# About this exercise
What is needed is a word-for-word copy of all the entries, minus the pictures.

# Region pointing data
>>
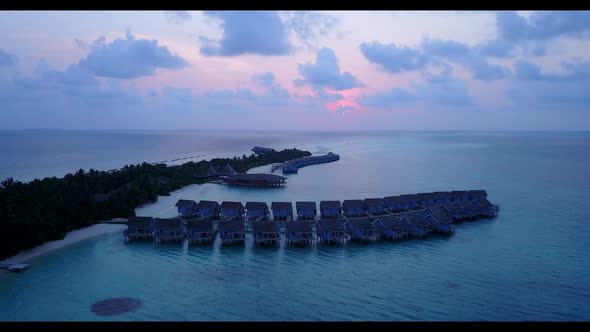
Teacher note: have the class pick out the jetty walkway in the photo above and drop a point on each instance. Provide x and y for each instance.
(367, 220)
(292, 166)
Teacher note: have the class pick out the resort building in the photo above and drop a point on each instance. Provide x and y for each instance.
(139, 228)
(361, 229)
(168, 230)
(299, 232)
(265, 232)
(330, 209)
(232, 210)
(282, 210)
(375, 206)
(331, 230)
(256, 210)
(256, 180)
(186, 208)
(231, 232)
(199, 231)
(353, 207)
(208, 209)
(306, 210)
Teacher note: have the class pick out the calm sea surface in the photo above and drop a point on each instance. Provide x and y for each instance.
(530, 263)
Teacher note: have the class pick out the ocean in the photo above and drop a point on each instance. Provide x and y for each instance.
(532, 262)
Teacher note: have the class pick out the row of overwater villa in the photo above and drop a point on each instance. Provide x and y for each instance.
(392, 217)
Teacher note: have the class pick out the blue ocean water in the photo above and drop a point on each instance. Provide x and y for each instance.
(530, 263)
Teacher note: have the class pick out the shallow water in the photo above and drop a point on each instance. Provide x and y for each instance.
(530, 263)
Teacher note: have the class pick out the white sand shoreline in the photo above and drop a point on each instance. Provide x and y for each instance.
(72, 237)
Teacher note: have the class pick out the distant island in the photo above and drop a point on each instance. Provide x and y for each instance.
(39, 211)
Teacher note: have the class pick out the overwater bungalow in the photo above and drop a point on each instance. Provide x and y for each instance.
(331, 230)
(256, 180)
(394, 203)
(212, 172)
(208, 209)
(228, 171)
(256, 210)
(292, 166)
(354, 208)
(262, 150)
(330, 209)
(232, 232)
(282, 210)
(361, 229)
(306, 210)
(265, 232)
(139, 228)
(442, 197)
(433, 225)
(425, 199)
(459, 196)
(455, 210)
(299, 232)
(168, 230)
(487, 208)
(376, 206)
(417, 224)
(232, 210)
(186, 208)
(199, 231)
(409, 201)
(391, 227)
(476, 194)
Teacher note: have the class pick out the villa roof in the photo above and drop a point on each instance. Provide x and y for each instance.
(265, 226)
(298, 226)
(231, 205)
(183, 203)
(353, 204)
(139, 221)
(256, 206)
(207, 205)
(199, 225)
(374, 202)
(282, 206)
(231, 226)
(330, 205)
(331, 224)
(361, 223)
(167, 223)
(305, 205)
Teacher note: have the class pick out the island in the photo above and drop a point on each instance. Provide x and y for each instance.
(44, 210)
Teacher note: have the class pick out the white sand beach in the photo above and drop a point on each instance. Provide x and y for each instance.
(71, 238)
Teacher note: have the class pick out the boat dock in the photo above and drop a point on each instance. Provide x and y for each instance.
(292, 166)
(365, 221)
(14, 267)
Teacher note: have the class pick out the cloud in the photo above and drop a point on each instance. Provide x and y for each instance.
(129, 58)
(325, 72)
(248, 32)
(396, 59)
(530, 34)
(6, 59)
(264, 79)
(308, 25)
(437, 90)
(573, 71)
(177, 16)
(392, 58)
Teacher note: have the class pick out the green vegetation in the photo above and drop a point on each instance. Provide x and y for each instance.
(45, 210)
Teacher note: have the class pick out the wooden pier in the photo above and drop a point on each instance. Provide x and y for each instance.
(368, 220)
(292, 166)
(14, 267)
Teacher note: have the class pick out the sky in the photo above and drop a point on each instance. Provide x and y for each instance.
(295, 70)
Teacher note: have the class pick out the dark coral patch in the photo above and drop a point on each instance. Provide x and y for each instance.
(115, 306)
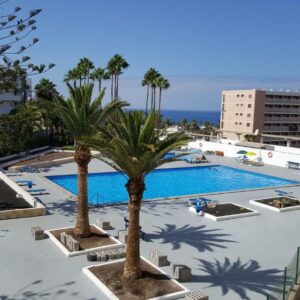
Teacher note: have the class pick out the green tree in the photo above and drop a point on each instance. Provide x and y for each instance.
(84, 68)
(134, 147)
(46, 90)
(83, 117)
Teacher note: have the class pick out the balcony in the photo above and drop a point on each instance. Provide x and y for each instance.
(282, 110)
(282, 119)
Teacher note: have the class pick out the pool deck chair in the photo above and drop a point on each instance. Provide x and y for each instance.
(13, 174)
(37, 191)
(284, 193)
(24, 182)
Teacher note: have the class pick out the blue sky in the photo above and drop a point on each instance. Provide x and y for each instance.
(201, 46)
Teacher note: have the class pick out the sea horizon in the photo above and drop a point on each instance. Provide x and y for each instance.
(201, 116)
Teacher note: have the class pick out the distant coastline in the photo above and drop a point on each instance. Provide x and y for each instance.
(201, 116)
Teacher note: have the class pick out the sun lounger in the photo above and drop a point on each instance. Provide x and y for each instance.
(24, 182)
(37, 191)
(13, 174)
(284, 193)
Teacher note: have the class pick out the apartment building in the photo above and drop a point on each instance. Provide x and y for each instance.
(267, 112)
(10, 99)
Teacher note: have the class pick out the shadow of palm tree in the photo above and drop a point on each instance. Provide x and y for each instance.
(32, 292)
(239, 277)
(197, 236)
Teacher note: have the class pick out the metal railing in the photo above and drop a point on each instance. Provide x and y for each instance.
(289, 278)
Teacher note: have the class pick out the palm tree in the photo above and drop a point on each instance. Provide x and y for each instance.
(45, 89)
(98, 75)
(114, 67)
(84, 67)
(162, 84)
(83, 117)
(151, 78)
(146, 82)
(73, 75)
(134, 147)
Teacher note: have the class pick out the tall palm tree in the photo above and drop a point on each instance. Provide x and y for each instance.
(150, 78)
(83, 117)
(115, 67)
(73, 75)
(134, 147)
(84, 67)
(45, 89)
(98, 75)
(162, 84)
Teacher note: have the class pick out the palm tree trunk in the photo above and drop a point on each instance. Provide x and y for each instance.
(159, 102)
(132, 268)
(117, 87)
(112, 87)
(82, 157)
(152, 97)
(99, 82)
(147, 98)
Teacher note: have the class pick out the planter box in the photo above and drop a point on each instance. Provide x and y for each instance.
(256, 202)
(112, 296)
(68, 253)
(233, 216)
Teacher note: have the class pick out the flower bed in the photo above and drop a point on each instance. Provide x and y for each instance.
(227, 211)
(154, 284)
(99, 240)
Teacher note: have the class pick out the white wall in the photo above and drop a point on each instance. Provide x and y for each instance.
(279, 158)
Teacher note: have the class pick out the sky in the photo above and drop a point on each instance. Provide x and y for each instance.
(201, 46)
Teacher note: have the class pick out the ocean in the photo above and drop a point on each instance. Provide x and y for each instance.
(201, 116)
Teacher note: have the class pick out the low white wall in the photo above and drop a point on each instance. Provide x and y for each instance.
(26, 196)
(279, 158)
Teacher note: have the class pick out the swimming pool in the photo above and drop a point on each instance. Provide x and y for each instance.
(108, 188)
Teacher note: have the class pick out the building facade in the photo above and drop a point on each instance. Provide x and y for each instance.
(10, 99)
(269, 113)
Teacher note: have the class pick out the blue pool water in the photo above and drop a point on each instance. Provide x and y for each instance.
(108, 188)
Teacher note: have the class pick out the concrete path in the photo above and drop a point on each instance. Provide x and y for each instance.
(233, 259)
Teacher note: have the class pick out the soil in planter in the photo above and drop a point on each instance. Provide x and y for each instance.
<<
# Written answer
Teacher note: have the class pick out the jetty walkway in the photo above and drop a point on each instance. Provide x and y for each instance.
(367, 220)
(292, 166)
Teacher note: have the class pick out the resort building in the photo above and drop a point on each instance. Provide x and y for each instance.
(139, 228)
(361, 229)
(168, 230)
(299, 232)
(265, 232)
(330, 209)
(232, 210)
(282, 210)
(375, 206)
(331, 230)
(256, 210)
(256, 180)
(186, 208)
(231, 232)
(199, 231)
(353, 207)
(208, 209)
(306, 210)
Teacher note: have the class pick out the calm sea surface in the photo above and drop a point on each instance. Provide x and y for each instance.
(530, 263)
Teacher note: have the class pick out the ocean in the photo above and drop a point on each instance. Provide x and y for each instance.
(532, 262)
Teacher note: have the class pick out the row of overwater villa in the photo above and drop a point on each instance. Provide x and y for each instance.
(392, 217)
Teacher note: have the class pick out the blue ocean water in the photo above and drop a point on each instance. Provide x and y for each instance.
(530, 263)
Teacher note: have the class pick out the shallow water in the photo above and drop a point on each instance. Provide x and y for each instance.
(530, 263)
Teacher note: have the class pick out the white sand shoreline in the photo above and drop a point on each instance. Provide x and y for each instance.
(72, 237)
Teacher note: have the class pick out the distant island in the photo above and drop a point on each instance. Provide x and y for each instance.
(39, 211)
Teacher note: have the class pick out the overwater bungalow in the photo above and drop a point on each instance. Provide x and y for each instance.
(331, 230)
(256, 180)
(394, 203)
(212, 172)
(208, 209)
(228, 171)
(256, 210)
(292, 166)
(354, 208)
(262, 150)
(330, 209)
(232, 232)
(282, 210)
(361, 229)
(306, 210)
(265, 232)
(139, 228)
(442, 197)
(433, 225)
(425, 199)
(459, 196)
(455, 210)
(299, 232)
(168, 230)
(487, 208)
(376, 206)
(417, 224)
(232, 210)
(186, 208)
(199, 231)
(409, 201)
(391, 227)
(476, 194)
Teacher note: have the class pick out the villa roof in the photo above and drop a point on each instance. Provide x and y for each instance.
(265, 226)
(298, 226)
(231, 205)
(183, 203)
(353, 204)
(139, 221)
(256, 206)
(207, 205)
(199, 225)
(374, 202)
(282, 206)
(231, 226)
(330, 205)
(331, 224)
(361, 223)
(167, 223)
(305, 205)
Teacher note: have the class pick out the island in the photo above and drop a point on each instance. Provide x and y for each instance.
(44, 210)
Teacher note: have the class pick out the white sand beach in the photo above and drop a point on each instance. Provide x and y for each instance.
(71, 238)
Teacher note: have the class pick out the boat dock in the photo above and drop a point on each instance. Provide x and y for each instance.
(292, 166)
(365, 221)
(14, 267)
Teacher note: have the class pick out the cloud in the photo above and drop a point on each instance. Provide x and y for each instance.
(129, 58)
(325, 72)
(248, 32)
(396, 59)
(530, 34)
(6, 59)
(264, 79)
(308, 25)
(437, 90)
(573, 71)
(177, 16)
(392, 58)
Teacher note: have the class pick out the green vegetation in the photo above and drop a point on each instance. Provide x and y for each instance.
(45, 210)
Teacher note: have the class pick out the wooden pier in the photo above and drop a point on each instance. Provide x and y for each instance.
(368, 220)
(292, 166)
(14, 267)
Teacher note: have the class pick out the sky in the photo above and drop a point on each instance. Provide x and y for each instance.
(295, 70)
Teacher note: have the class pick out the dark coral patch in the photo above and drop a point on each instance. Provide x and y for each instance.
(115, 306)
Teacher note: have the class pick out the green tree in the photo above and drop a point on each instance. Provide x and y for each instance.
(84, 68)
(134, 147)
(46, 90)
(83, 117)
Teacher note: have the class pick out the balcony in the photo above and drop a point on each instance. Provide x and y for each instance.
(282, 110)
(282, 119)
Teacher note: have the class pick out the pool deck chair in the photo above and drop a point on each instance. Provide x and y for each instance.
(13, 174)
(37, 191)
(284, 193)
(24, 182)
Teacher note: have the class pick out the blue sky in the photo above and drop a point on each instance. Provide x and y for each instance.
(201, 46)
Teacher note: have the class pick out the sea horizon in the photo above and drop a point on each instance. Provide x and y for each instance.
(201, 116)
Teacher note: have the class pick out the distant coastline in the photo above and drop a point on each instance. Provide x and y for each instance.
(201, 116)
Teacher note: have the class pick out the sun lounger in the photo above and drop a point on each instance. Provide x and y for each instance.
(24, 182)
(37, 191)
(13, 174)
(284, 193)
Teacher note: have the class pick out the apartment building in the photo above and drop a point on each instance. Provide x and y for each instance.
(267, 112)
(10, 99)
Teacher note: have the class pick out the shadow of palm tree in the photo above and drop a point on each instance. Provide x and y for each instance.
(32, 292)
(239, 277)
(197, 236)
Teacher note: have the class pick out the metal railing in the photo above and drop a point on each instance. Provide x and y for each instance.
(289, 278)
Teacher note: have the class pick out the palm tree in the photo above and drop a point on each instance. Provide x and y for each instance.
(45, 89)
(98, 75)
(114, 67)
(84, 67)
(162, 84)
(83, 117)
(151, 78)
(146, 82)
(73, 75)
(134, 147)
Teacher note: have the class pick out the tall palm tree in the photo above and drop a point on each instance. Provide x and y for each instance.
(150, 78)
(83, 117)
(115, 67)
(73, 75)
(134, 147)
(84, 67)
(45, 89)
(98, 75)
(162, 84)
Teacher note: have the class pick out the palm tree trunk in the photo above and drop a point on each instance. Provide x and y for each instance.
(159, 102)
(132, 268)
(117, 87)
(112, 87)
(82, 157)
(152, 97)
(99, 82)
(147, 98)
Teacher note: have the class pick out the planter box in the photo above and drop a point on each instance. Provide x and y for each instance.
(256, 202)
(112, 296)
(68, 253)
(233, 216)
Teacher note: have the class pick out the flower bed in the photo above and drop a point on each instance. Provide x and y for each instance.
(227, 211)
(154, 284)
(99, 240)
Teacher note: have the class pick out the white wall in the photo above and drop a point on each instance. Provide x and y for each instance.
(279, 158)
Teacher note: have the class pick out the sky in the photo above and drop a point on each instance. Provide x and y for each instance.
(201, 46)
Teacher note: have the class pick out the ocean in the photo above and drop a point on each instance. Provide x and y for each instance.
(201, 116)
Teacher note: have the class pick out the low white wall in the photo above and drop a point on each instance. Provide x and y for each instance.
(26, 196)
(279, 158)
Teacher note: have the class pick out the swimming pool in the photo above and drop a point on each instance. Provide x and y for each instance.
(108, 188)
Teacher note: have the class pick out the building facade in the photo above and drop a point on each instance. Provide x and y for each instance.
(10, 99)
(269, 113)
Teacher note: have the class pick out the blue pool water in the photo above and drop a point on each instance. Provide x and y for each instance.
(108, 188)
Teacher note: have the class pick out the concrete path in the photo above and drop a point on each instance. Provide x and y for each instance.
(233, 259)
Teacher note: have the class pick out the soil in planter in the photo above and drop a point on each instance. Provide x and y for each instance.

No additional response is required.